**Description of the task**.
Produce a word-for-word copy of the listing below without its pictures.

(Provided records)

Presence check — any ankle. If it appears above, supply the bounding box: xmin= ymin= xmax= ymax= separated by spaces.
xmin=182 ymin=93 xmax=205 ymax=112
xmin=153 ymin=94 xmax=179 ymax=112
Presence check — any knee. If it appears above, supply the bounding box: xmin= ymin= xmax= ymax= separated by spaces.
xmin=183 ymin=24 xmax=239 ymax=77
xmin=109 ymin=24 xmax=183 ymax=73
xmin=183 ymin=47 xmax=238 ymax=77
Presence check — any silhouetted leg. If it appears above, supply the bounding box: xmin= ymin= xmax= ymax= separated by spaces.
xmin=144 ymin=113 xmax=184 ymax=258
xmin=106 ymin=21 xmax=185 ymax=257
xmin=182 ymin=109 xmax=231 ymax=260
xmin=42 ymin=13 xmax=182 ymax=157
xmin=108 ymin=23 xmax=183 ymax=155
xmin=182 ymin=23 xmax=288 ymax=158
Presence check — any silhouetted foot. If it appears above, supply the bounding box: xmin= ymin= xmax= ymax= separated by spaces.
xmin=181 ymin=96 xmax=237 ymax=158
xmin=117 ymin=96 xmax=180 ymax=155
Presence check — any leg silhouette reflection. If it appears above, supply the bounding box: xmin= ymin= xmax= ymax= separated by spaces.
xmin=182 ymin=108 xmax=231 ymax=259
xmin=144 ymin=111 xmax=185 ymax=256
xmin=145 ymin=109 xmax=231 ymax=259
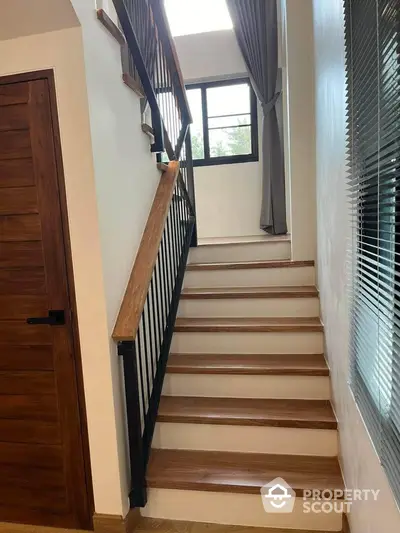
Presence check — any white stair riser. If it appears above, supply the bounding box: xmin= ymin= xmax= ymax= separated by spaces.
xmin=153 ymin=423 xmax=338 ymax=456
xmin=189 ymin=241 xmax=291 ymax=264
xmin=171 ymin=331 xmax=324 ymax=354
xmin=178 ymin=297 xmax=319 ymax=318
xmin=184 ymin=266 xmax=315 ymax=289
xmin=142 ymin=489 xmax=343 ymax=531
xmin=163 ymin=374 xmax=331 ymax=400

(End Provided records)

**Exercise response**.
Presence check — any ankle. If it appears above, supply the bounding box: xmin= ymin= xmax= ymax= separated by spaces.
xmin=182 ymin=93 xmax=205 ymax=112
xmin=153 ymin=94 xmax=179 ymax=112
Presence check — any knee. If it appears above, supply the bounding box: xmin= ymin= xmax= ymax= separated by spaces.
xmin=183 ymin=24 xmax=239 ymax=77
xmin=109 ymin=24 xmax=183 ymax=73
xmin=183 ymin=47 xmax=238 ymax=77
Presence check — any silhouetted leg. If it appears above, supply the bounding box: xmin= ymin= xmax= ymax= separated by spaces.
xmin=144 ymin=113 xmax=184 ymax=258
xmin=106 ymin=21 xmax=185 ymax=257
xmin=182 ymin=109 xmax=231 ymax=260
xmin=42 ymin=13 xmax=182 ymax=157
xmin=108 ymin=23 xmax=183 ymax=155
xmin=182 ymin=23 xmax=288 ymax=158
Presence check — any silhouetted foot. If it appears above, supply the bounding box: xmin= ymin= xmax= ymax= separated by spaces.
xmin=181 ymin=96 xmax=237 ymax=158
xmin=117 ymin=96 xmax=180 ymax=155
Presence check — any leg silhouette reflection. If it appears above, supply the bounding box: xmin= ymin= xmax= ymax= separated by spaces.
xmin=182 ymin=108 xmax=231 ymax=259
xmin=144 ymin=111 xmax=185 ymax=256
xmin=145 ymin=109 xmax=231 ymax=259
Presence check — any white stair riser. If it appears above, supply the bounding box: xmin= ymin= xmax= ymax= separated by spaces.
xmin=153 ymin=423 xmax=338 ymax=456
xmin=189 ymin=241 xmax=291 ymax=264
xmin=171 ymin=331 xmax=324 ymax=354
xmin=178 ymin=297 xmax=319 ymax=318
xmin=184 ymin=266 xmax=315 ymax=289
xmin=142 ymin=489 xmax=343 ymax=531
xmin=163 ymin=374 xmax=331 ymax=400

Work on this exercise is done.